STATED EXERCISE
Count the lines in the material below that contain the string "cliff", and give only that number.
-- start of TASK INPUTS --
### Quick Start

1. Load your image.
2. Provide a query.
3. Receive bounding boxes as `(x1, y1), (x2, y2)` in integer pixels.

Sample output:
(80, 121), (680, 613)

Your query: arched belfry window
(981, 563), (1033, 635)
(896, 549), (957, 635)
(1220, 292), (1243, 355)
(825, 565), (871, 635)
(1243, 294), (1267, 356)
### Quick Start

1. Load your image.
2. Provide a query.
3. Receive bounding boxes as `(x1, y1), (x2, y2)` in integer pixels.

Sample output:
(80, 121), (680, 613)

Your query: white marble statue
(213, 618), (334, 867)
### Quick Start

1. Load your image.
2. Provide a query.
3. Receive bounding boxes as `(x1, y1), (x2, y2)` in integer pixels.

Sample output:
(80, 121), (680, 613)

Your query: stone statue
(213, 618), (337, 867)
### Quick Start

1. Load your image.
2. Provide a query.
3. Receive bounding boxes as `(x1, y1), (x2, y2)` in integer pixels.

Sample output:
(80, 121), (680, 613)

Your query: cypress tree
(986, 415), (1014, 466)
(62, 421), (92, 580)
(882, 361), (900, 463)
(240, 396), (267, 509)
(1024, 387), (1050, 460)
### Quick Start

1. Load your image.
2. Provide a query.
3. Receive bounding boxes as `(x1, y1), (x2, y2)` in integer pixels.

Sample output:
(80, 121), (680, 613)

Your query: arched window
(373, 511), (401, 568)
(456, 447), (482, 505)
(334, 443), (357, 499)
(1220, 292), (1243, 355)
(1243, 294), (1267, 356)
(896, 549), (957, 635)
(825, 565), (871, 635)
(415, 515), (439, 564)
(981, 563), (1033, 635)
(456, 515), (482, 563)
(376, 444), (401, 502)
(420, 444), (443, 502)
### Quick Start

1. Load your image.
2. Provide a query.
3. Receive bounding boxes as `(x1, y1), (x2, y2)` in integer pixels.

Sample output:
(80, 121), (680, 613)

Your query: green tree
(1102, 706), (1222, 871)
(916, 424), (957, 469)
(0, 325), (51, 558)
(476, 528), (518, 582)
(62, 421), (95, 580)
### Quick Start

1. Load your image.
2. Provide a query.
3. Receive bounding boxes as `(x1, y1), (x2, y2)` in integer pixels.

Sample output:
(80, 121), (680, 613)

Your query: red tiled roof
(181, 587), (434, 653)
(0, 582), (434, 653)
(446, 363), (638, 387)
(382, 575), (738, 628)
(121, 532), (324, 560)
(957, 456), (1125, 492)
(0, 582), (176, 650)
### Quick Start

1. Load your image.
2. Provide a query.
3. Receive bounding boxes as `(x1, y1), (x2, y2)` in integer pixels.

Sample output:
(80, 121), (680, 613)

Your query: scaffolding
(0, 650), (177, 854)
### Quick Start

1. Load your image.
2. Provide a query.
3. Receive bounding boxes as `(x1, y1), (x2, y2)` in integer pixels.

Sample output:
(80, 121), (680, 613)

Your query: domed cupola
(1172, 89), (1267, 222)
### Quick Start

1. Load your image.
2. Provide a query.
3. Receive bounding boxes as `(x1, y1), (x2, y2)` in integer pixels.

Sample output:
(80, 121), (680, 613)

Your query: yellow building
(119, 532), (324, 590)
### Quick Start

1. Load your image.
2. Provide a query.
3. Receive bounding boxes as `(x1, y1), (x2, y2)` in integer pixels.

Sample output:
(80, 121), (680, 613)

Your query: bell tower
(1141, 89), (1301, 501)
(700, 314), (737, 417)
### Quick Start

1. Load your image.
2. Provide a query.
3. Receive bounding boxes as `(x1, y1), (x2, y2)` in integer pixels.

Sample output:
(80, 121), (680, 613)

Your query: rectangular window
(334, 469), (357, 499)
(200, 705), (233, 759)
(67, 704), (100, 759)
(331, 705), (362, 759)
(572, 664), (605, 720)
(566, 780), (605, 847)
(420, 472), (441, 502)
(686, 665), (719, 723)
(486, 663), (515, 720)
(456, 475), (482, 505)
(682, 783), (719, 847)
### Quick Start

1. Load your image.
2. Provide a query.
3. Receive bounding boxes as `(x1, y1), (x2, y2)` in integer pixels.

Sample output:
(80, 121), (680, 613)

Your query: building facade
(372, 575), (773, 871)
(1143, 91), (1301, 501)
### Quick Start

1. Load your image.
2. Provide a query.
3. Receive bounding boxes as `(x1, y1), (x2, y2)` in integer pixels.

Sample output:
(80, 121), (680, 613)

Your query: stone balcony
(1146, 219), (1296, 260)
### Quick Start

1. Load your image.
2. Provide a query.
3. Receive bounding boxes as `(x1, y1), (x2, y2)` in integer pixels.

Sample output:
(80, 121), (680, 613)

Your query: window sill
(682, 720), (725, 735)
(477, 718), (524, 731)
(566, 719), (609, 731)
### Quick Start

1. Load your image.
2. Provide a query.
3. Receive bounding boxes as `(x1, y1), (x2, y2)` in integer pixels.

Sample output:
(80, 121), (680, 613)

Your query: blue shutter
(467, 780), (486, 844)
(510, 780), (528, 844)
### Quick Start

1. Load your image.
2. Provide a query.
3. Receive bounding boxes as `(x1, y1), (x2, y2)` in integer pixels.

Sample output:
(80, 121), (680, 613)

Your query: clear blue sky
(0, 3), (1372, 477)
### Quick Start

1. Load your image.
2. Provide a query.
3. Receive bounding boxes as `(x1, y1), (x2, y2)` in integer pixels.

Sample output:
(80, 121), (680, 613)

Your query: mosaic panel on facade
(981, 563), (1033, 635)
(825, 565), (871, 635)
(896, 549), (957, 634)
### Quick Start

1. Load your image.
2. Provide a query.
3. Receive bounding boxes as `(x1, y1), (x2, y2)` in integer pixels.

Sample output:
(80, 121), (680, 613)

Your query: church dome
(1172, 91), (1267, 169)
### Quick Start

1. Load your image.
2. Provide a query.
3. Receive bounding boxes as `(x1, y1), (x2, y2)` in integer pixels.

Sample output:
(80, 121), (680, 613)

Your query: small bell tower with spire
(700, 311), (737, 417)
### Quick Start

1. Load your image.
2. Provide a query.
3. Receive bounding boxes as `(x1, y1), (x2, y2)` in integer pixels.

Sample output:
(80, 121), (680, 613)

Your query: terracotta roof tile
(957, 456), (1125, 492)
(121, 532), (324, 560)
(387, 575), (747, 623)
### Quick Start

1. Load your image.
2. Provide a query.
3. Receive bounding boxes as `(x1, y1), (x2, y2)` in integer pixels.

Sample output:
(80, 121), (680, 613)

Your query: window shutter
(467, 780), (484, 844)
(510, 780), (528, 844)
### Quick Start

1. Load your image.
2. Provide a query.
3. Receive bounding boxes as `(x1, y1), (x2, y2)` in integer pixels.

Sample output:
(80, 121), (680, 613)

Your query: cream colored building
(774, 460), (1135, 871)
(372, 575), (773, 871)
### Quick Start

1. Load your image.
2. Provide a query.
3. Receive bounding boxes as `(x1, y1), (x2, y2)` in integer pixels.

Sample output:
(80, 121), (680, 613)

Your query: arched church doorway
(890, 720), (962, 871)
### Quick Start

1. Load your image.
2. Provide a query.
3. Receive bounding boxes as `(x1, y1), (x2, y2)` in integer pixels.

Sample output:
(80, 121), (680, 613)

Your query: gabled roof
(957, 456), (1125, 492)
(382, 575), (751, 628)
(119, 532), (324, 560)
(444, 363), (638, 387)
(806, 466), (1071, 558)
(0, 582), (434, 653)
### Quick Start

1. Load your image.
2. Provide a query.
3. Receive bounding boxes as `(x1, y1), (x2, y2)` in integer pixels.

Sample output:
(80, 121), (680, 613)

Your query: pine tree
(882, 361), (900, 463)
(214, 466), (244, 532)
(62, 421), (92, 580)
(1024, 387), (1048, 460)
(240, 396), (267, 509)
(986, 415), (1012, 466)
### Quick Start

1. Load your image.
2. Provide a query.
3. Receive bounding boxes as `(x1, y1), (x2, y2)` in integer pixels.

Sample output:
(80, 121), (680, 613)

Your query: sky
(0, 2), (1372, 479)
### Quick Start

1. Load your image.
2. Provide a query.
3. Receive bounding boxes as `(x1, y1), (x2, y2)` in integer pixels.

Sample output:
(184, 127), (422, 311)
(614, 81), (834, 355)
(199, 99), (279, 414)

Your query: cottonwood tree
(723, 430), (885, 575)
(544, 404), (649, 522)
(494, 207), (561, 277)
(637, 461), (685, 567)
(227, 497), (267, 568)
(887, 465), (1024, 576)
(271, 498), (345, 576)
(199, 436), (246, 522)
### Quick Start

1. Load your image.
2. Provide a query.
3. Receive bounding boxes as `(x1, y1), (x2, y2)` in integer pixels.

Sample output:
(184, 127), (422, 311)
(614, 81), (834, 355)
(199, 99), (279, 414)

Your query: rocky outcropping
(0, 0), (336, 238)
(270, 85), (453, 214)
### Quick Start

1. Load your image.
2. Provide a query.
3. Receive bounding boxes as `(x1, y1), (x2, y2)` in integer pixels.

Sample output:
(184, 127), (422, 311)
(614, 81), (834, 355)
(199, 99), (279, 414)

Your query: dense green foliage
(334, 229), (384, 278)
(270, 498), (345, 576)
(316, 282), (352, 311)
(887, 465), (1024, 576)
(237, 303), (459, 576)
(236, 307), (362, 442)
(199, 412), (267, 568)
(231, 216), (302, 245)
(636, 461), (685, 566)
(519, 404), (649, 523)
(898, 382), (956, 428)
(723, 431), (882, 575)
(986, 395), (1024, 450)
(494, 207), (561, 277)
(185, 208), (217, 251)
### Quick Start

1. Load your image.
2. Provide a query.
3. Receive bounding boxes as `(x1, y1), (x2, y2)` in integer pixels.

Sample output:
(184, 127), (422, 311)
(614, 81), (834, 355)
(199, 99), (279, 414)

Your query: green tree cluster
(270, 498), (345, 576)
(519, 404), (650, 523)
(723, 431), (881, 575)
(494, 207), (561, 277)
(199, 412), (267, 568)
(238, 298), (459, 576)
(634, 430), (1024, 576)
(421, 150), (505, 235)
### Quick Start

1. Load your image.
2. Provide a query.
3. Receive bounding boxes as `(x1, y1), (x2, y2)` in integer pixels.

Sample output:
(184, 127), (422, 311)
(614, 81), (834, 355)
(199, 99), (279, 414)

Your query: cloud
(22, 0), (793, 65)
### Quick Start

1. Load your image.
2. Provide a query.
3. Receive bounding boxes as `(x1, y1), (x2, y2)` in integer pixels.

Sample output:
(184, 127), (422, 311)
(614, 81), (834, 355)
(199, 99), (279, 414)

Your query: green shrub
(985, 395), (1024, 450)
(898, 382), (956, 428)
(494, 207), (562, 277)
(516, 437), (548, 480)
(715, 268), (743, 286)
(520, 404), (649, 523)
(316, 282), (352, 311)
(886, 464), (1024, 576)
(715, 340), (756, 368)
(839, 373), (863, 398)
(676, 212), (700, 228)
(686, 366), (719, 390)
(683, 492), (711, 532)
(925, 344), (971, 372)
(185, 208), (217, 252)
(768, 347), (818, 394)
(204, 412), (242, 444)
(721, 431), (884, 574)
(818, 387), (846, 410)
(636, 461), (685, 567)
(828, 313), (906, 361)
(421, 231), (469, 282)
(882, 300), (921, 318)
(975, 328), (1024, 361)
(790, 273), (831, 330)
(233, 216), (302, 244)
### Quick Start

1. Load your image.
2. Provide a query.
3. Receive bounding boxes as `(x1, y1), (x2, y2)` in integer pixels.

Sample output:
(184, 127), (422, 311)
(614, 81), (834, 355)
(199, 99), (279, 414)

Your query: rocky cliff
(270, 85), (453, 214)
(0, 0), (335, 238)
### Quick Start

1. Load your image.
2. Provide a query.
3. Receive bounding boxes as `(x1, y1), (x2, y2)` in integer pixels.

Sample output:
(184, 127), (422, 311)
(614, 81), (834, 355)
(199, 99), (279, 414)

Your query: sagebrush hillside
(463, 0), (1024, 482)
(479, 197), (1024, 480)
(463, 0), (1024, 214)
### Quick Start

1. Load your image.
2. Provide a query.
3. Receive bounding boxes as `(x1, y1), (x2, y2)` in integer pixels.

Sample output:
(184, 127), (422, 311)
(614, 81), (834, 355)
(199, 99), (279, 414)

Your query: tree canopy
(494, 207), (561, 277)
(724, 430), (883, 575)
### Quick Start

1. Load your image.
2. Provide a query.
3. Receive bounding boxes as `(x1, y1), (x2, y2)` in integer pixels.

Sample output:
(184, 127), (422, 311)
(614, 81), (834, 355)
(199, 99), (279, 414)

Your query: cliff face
-- end of TASK INPUTS --
SOLUTION FOR THIS PROBLEM
2